Details have yet to be released but the package is expected to involve new spending of just under $600b, fully funded through revenue increases, and spread over many years, which reduces its impulse to the economy.

In economic news, the US trade deficit unexpectedly widened to $91.2b in June, with imports dragged higher by costlier petroleum products.

The deficit was the second largest on record. Canada’s annual CPI inflation slipped in June to 3.1%, from a decade-high the previous month, and the average of three core measures was a touch softer than expected at 2.2%.

Australia’s CPI release was close to market expectations, with annual inflation surging 3.8% y/y although the core figure the RBA focuses on, the trimmed mean, was up just 1.6% y/y. There was no smoking gun in the release to change expectations on the RBA’s overtly dovish policy outlook.

Earlier, NSW’s lockdown was extended for another four weeks on no sign yet that the current lockdown was having any impact on new case numbers or community transmission of COVID19.

» **What to work on**: Continue the economic news roundup with a few more sentences, picking up after its final line about the NSW lockdown extension.

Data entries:

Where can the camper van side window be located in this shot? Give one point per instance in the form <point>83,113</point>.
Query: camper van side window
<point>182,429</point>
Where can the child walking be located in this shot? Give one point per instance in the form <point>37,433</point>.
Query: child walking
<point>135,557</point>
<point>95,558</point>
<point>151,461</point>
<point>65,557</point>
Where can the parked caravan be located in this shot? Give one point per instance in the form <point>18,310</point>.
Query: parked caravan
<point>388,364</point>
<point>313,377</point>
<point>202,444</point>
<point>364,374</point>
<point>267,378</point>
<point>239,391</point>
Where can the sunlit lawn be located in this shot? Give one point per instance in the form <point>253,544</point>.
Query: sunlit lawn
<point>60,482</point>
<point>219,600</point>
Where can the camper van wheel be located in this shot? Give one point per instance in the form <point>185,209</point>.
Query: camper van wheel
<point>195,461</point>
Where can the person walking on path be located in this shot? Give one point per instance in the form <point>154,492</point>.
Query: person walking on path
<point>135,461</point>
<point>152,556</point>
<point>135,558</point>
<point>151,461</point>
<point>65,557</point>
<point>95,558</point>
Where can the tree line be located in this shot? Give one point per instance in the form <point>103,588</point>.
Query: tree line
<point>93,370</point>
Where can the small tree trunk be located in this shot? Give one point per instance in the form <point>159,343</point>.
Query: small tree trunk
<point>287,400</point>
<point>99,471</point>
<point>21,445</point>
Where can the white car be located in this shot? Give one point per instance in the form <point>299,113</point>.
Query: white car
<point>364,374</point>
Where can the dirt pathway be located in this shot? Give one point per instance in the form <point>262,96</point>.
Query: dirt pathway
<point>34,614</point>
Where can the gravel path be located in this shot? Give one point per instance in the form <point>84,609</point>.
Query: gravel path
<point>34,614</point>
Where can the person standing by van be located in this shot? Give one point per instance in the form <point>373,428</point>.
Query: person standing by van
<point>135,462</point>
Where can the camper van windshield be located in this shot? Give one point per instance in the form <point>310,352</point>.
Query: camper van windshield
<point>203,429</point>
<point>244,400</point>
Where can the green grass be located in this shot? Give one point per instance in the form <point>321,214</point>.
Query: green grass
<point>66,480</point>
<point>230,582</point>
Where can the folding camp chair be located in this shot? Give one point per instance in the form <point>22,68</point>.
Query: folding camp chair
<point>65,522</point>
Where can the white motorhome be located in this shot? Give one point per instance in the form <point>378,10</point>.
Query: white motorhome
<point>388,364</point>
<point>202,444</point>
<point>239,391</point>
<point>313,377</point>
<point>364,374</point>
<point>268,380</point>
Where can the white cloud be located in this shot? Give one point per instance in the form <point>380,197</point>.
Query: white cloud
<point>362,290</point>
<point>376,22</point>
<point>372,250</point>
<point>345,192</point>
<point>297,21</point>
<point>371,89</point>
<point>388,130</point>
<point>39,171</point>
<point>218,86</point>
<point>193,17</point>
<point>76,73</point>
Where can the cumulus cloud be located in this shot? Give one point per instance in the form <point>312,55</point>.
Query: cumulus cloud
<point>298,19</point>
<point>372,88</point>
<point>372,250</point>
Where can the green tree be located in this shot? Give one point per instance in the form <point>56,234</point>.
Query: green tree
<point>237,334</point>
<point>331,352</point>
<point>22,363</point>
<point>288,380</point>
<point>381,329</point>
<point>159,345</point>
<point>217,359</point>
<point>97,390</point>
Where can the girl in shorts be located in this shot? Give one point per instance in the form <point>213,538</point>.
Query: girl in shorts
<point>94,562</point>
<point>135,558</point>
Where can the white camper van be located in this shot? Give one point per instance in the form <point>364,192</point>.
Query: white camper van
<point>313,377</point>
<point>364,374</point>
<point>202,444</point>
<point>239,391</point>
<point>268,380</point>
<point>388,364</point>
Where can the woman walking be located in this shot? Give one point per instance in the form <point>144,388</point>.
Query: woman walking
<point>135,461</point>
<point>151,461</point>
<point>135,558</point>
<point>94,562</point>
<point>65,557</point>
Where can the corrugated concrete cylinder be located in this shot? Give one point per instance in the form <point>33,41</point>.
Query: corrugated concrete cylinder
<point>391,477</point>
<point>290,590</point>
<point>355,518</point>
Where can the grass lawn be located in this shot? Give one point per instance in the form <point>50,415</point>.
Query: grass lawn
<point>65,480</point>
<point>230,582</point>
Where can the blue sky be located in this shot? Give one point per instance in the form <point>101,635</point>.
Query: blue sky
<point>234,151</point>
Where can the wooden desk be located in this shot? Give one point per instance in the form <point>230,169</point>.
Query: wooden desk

» **Written response**:
Domestic rates showed 2-3bps falls across the NZGB and swap curves, largely influenced by global forces. NZDM released its bond tender schedule which kept the pace of issuance at $500m-$550m per week and included the keenly sought 2031 bond which has been squeezed lower in yield of late.

In the day ahead, ANZ releases its business outlook survey, expected to continue to show robust activity indicators and surging inflationary pressure.

The key release tonight is Q2 GDP in the US, with most estimates centred around 8-8½% annualised growth for the quarter and annualised core inflation around 6%, no better highlighting the warped logic of the US Fed, which still deems emergency policy settings necessary even with figures like these.